- **Problem statement**: Give back the line below containing "Return results as" and every later line, exactly.

Stored data entries:
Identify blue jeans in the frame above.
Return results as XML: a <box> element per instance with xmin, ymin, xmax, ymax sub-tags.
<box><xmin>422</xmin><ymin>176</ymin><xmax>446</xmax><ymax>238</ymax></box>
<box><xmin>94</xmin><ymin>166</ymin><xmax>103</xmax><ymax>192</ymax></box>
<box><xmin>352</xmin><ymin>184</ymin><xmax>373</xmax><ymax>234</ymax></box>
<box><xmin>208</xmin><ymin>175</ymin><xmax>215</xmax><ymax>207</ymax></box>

- **Exercise result**:
Return results as XML: a <box> element per instance with xmin, ymin, xmax, ymax sub-tags.
<box><xmin>422</xmin><ymin>176</ymin><xmax>446</xmax><ymax>238</ymax></box>
<box><xmin>94</xmin><ymin>166</ymin><xmax>103</xmax><ymax>192</ymax></box>
<box><xmin>352</xmin><ymin>184</ymin><xmax>373</xmax><ymax>234</ymax></box>
<box><xmin>208</xmin><ymin>175</ymin><xmax>215</xmax><ymax>207</ymax></box>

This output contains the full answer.